Skip to content

Computing Resources

Mark Scheel edited this page May 8, 2025 · 45 revisions

Computing Resources

SXS has time on a number of computing clusters and supercomputers that you can use.

For many machines, our group purchases a certain amount of CPU time (caltech HPC) or our group writes an application for CPU time (most of the other machines), so we have only a finite amount of time on those machines. Therefore please be mindful of your usage.

Before you access any of our computing resources, it is a good idea to check that you have SSH keys set up, as many of the machines we have access to use them. If you have never set up SSH keys before, or need a refresher on how they work, follow the instructions on Configuring SSH keys.

mbot (Cornell cluster)

In order to get an account, email Nils Deppe your public SSH key, and, if you have a Cornell NetID, your NetID.

Once you have an account, you can ssh into mbot.cac.cornell.edu from the terminal using

ssh your_username@mbot.cac.cornell.edu

substituting in your username (note that you can also add mbot to your .ssh/config file to make the login process easier).

There are detailed instructions about mbot on this wiki.

Wheeler (permanently offline as of 5/1/24)

In order to get an account, email Mark Scheel your public SSH key and a preferred username.

Once you have an account, you can ssh into wheeler.caltech.edu from the terminal using

ssh -X -Y your_username@wheeler.caltech.edu

substituting in your username (note that you can also add wheeler to your .ssh/config file to make the login process easier).

There are detailed instructions about wheeler on this wiki.

Etiquette for working on wheeler:

  • Wheeler consists of many nodes (think of a node as a separate computer; nodes are linked together). One node (the one you login to) is the head node and should be used only for compiling, launching jobs, and running small non-intense tests. We all share the head node so one person can slow it down for everyone.
* * * * * * * * *
• [GIVEN PROBLEM 1] On the computing resources page, what should the Wheeler head node be used for?
The listing that comes next has no connection to the computing resources page.

(Data lines)
* * * * * * * * *
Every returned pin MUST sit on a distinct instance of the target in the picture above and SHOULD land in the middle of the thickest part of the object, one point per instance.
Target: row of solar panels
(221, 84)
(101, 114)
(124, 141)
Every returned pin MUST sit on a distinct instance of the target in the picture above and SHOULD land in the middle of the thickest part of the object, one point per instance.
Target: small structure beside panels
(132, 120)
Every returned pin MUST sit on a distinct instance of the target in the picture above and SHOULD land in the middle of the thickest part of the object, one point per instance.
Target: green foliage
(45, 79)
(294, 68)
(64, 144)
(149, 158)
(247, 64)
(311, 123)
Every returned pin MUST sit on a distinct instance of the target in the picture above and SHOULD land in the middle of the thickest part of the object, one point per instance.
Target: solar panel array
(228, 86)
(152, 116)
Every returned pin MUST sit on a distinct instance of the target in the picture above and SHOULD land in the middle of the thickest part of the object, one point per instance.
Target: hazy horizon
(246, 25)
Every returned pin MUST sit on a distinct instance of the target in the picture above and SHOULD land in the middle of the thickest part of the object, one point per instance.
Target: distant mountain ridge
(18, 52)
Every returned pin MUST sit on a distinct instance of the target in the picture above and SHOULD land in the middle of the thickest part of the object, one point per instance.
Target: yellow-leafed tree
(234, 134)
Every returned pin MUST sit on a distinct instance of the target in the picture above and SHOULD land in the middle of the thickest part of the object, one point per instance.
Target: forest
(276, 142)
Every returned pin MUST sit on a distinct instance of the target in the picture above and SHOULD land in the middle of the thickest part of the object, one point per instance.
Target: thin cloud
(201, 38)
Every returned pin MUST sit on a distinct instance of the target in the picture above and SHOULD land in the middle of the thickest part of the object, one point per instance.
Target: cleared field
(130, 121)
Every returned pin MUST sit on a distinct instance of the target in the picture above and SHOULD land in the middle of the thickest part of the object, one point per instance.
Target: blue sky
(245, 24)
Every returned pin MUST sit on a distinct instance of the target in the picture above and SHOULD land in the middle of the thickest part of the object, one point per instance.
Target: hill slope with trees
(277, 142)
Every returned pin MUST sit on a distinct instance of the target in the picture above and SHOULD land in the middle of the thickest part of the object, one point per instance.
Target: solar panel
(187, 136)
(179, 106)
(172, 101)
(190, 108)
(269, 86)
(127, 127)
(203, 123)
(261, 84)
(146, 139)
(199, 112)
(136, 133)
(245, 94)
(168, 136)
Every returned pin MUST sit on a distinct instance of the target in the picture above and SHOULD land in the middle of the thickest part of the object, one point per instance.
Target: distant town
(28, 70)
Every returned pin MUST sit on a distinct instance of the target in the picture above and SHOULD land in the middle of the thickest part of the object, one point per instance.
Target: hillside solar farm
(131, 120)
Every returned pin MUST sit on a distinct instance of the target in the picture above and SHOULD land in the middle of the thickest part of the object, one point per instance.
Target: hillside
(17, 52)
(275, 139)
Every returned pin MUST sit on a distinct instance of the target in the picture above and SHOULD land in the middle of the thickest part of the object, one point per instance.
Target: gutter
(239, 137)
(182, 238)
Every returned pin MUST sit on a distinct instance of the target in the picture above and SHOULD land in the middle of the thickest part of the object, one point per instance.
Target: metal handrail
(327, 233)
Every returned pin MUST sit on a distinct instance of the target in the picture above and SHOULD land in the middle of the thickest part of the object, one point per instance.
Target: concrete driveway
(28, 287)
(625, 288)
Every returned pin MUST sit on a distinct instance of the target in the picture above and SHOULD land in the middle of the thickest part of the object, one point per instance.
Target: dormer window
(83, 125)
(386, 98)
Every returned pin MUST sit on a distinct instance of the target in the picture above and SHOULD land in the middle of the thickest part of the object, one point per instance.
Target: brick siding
* * * * * * * * *
• [GIVEN PROBLEM 2] Gather every line of the listing that contains the string "distant", matching case exactly.

• [SOLUTION 1] Only for compiling, launching jobs, and running small non-intense tests.

• [SOLUTION 2]
Target: distant mountain ridge
Target: distant town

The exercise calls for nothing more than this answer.